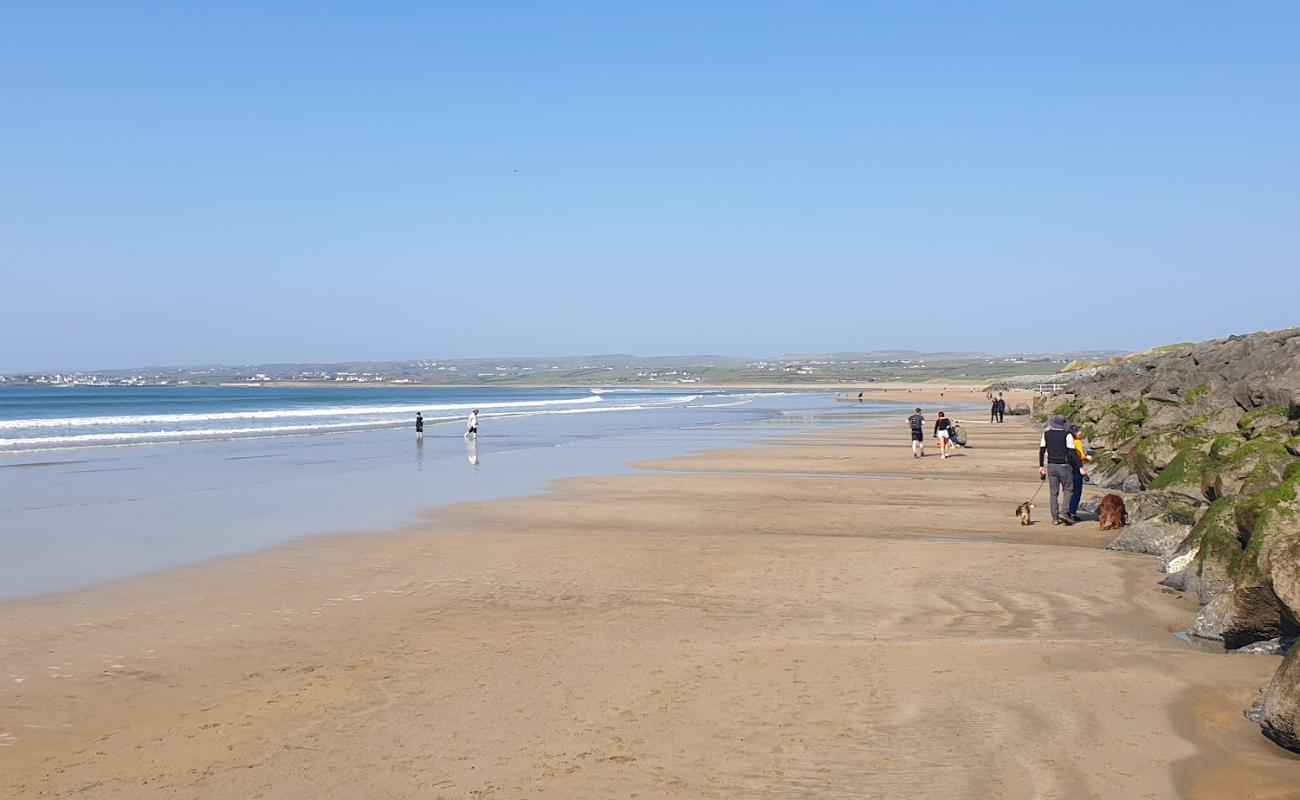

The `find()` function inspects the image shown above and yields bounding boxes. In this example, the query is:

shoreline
[0,411,1300,799]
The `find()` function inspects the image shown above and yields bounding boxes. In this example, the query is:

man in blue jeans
[1039,414,1079,526]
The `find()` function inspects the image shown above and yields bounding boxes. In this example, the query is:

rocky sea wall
[1034,328,1300,752]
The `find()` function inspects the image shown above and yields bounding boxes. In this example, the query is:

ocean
[0,386,755,453]
[0,386,897,600]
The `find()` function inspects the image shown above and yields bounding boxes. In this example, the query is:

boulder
[1256,647,1300,753]
[1166,498,1242,605]
[1229,639,1282,656]
[1236,406,1295,441]
[1187,593,1232,641]
[1222,583,1282,650]
[1106,519,1192,558]
[1203,438,1295,498]
[1148,437,1213,501]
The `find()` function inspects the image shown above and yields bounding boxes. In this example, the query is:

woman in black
[935,411,953,458]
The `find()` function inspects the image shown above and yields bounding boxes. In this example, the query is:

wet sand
[0,416,1300,799]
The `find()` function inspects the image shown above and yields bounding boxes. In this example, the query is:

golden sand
[0,411,1300,800]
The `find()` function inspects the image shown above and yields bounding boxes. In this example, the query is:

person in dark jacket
[935,411,953,458]
[1039,414,1079,526]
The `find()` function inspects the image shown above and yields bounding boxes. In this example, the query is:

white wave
[0,395,603,431]
[0,394,699,453]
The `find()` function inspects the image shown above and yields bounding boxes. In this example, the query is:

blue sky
[0,1,1300,372]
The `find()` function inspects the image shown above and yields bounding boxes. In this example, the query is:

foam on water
[0,394,603,431]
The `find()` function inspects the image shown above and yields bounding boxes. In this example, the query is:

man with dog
[907,408,926,458]
[1039,414,1079,526]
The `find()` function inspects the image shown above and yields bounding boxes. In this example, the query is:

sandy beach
[0,411,1300,799]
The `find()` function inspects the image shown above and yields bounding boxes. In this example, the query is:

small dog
[1015,501,1034,526]
[1097,494,1128,531]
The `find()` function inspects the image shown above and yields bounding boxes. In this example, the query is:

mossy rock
[1128,431,1183,484]
[1204,438,1295,497]
[1258,647,1300,753]
[1236,406,1295,441]
[1147,437,1210,498]
[1052,395,1084,421]
[1179,498,1243,605]
[1232,473,1300,541]
[1183,408,1240,436]
[1209,431,1245,462]
[1183,384,1210,406]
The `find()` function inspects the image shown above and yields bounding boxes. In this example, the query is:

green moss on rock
[1183,384,1210,406]
[1148,437,1210,497]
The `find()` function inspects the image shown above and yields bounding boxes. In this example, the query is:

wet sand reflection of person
[465,437,478,472]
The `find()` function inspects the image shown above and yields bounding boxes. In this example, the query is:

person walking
[907,408,926,458]
[1039,414,1079,526]
[935,411,953,458]
[1070,425,1092,522]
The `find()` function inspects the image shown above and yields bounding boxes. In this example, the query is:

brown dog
[1097,494,1128,531]
[1015,501,1034,526]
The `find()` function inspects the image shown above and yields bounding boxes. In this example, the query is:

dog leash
[1024,477,1048,503]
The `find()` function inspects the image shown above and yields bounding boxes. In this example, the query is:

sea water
[0,386,896,598]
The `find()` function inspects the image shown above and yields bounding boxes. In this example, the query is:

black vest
[1043,431,1078,464]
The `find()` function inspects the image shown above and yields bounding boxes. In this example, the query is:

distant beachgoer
[1039,414,1079,526]
[1070,425,1092,522]
[907,408,926,458]
[935,411,953,458]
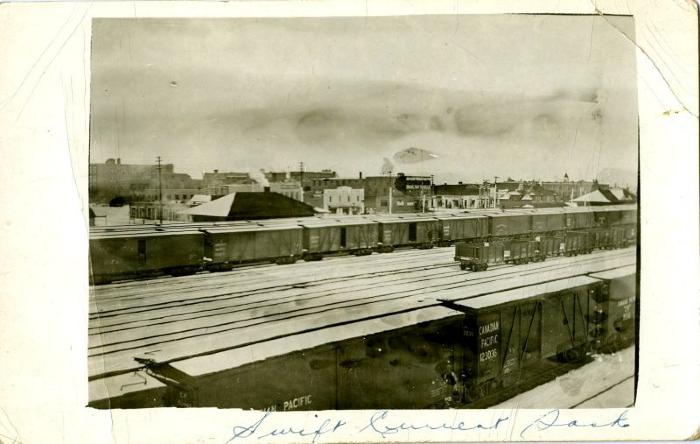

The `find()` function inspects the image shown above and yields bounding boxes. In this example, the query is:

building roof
[434,184,479,196]
[574,188,637,204]
[182,192,314,220]
[187,194,211,205]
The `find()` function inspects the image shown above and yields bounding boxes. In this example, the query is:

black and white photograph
[0,0,700,444]
[86,14,640,412]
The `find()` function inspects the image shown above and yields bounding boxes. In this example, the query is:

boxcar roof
[201,224,301,233]
[88,371,165,402]
[486,211,532,217]
[299,217,377,227]
[368,214,437,224]
[435,213,486,220]
[90,228,202,240]
[454,276,600,310]
[589,265,637,279]
[88,250,635,379]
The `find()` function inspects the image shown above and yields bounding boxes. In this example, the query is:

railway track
[88,249,635,378]
[490,347,635,409]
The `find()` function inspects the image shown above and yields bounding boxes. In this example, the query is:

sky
[90,15,638,183]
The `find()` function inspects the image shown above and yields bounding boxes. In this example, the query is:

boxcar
[564,231,597,256]
[503,239,544,265]
[453,276,604,402]
[300,217,379,259]
[90,229,204,283]
[485,211,532,238]
[157,306,463,411]
[454,242,503,271]
[532,208,566,234]
[535,236,566,258]
[368,215,440,251]
[88,371,167,409]
[201,224,302,270]
[564,207,595,230]
[590,265,637,353]
[338,314,462,409]
[593,205,622,227]
[435,214,489,246]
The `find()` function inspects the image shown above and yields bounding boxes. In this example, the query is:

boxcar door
[518,301,546,370]
[501,305,522,387]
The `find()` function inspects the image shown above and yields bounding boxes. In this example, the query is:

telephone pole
[493,176,498,208]
[156,156,163,225]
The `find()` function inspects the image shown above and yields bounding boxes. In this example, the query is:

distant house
[323,186,365,214]
[573,187,637,207]
[182,191,315,222]
[187,194,211,207]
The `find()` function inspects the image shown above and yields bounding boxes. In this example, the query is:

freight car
[90,205,637,283]
[486,211,532,240]
[450,276,636,403]
[90,229,204,284]
[590,266,637,353]
[435,214,489,246]
[368,215,441,253]
[89,267,635,411]
[200,224,303,271]
[300,218,379,260]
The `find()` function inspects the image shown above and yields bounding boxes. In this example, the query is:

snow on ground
[491,347,635,409]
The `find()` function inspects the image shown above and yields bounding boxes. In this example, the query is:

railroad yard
[88,247,636,410]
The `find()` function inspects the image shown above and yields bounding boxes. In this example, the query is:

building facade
[89,159,202,203]
[323,186,365,214]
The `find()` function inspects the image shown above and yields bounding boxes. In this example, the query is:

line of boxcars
[90,265,637,411]
[90,205,637,284]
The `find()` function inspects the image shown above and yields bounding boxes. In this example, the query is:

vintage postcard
[0,1,700,443]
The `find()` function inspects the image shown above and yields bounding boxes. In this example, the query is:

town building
[202,170,255,188]
[264,169,337,186]
[572,186,637,207]
[323,186,365,214]
[88,159,202,203]
[431,182,490,209]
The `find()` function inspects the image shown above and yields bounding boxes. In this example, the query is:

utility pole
[157,156,163,225]
[299,162,304,190]
[493,176,498,208]
[389,171,394,214]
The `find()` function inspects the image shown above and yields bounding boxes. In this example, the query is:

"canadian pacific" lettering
[479,321,498,336]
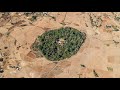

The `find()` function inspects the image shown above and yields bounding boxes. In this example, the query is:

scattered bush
[33,27,86,61]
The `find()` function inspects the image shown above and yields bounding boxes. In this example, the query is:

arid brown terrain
[0,12,120,78]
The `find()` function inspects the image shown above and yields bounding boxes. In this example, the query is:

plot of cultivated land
[0,12,120,78]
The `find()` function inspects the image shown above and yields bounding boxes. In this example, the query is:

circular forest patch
[32,27,86,61]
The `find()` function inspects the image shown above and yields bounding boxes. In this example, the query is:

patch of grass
[33,27,86,61]
[80,64,86,68]
[107,67,113,71]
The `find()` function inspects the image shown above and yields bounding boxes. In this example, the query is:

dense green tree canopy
[31,27,86,61]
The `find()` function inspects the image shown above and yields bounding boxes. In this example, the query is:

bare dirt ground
[0,12,120,78]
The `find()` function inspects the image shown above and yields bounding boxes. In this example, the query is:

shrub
[32,27,86,61]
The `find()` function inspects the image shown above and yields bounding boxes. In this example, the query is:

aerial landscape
[0,12,120,78]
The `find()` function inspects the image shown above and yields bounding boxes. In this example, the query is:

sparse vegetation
[107,67,113,71]
[33,27,86,61]
[81,64,86,68]
[93,70,99,77]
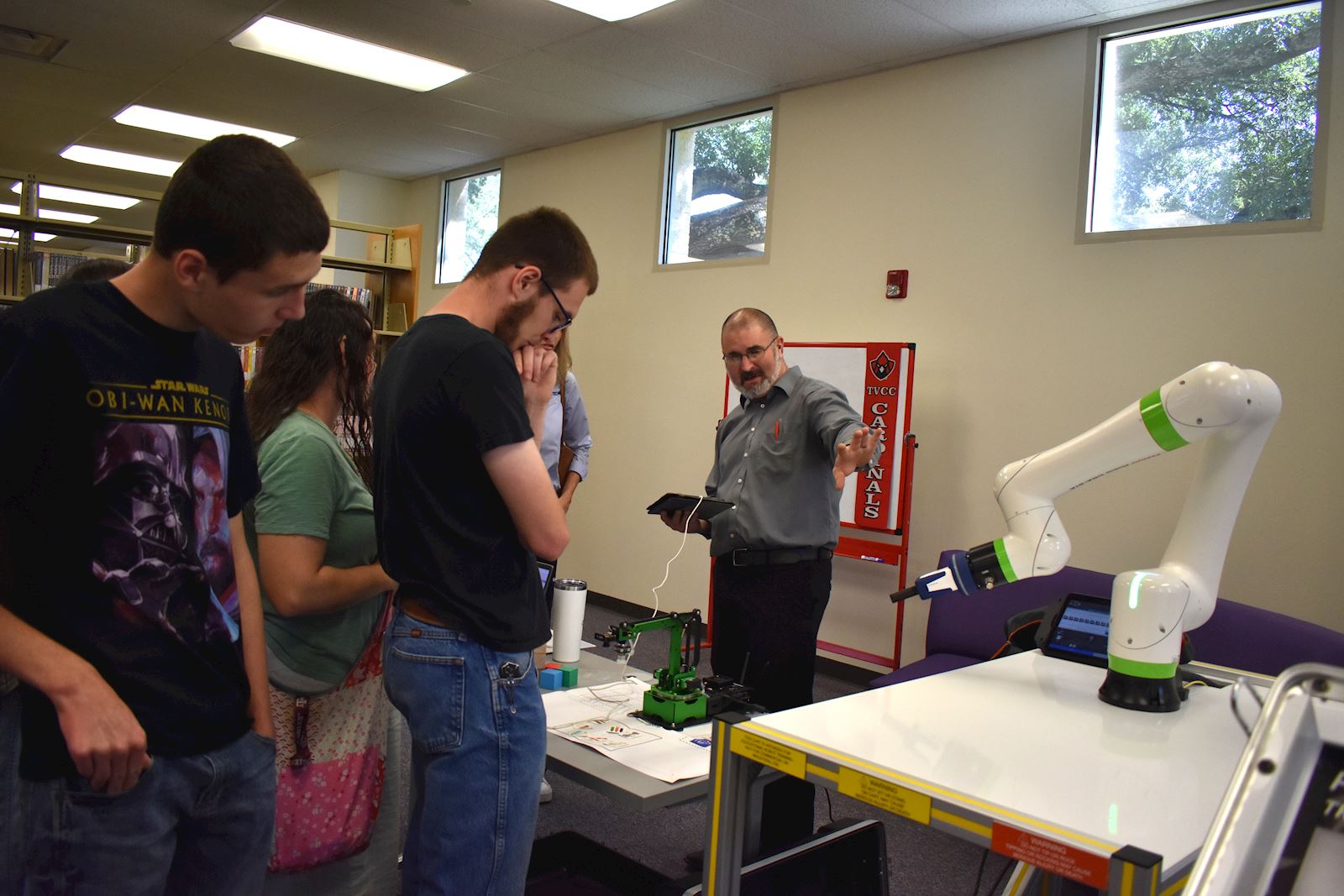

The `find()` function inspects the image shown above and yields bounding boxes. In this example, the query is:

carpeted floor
[536,602,1008,896]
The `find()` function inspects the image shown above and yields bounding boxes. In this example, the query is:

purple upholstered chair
[869,551,1344,688]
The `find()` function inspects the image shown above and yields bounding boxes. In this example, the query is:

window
[660,109,774,265]
[434,170,500,284]
[1086,3,1321,233]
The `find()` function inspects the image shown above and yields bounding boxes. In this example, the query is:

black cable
[990,858,1012,893]
[970,849,990,896]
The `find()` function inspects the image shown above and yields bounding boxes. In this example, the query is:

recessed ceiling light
[228,16,470,92]
[112,106,298,146]
[0,227,56,244]
[60,144,181,177]
[0,204,98,224]
[9,180,139,210]
[540,0,672,22]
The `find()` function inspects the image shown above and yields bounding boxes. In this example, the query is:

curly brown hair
[247,289,374,488]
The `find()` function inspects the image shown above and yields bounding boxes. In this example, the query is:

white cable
[632,495,704,663]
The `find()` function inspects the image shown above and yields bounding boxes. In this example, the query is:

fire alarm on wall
[887,270,910,298]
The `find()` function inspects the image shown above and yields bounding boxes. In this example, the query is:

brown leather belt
[730,548,831,567]
[396,595,468,631]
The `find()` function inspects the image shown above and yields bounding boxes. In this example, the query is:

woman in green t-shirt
[244,289,405,896]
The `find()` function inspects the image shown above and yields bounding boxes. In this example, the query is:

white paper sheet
[542,679,712,783]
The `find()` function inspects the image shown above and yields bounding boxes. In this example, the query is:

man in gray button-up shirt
[663,307,882,849]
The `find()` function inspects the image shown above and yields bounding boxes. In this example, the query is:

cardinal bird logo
[869,349,896,380]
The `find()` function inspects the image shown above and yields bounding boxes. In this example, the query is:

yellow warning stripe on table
[728,726,808,778]
[840,766,932,825]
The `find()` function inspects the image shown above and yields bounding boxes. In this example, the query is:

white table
[546,650,708,811]
[706,652,1254,896]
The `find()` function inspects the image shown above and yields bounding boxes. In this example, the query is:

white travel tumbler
[551,579,587,663]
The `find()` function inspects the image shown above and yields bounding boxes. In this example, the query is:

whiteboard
[784,343,914,532]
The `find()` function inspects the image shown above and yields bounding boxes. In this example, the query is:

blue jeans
[23,732,276,896]
[383,610,546,896]
[0,673,23,896]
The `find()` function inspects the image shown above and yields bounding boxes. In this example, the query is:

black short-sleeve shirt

## [Goal of the exercise]
Pull out every line in the listing above that contains the string "shirt", treating uppercase and lowercase letters as different.

## [Exercise response]
woman in green t-shirt
man in gray button-up shirt
black short-sleeve shirt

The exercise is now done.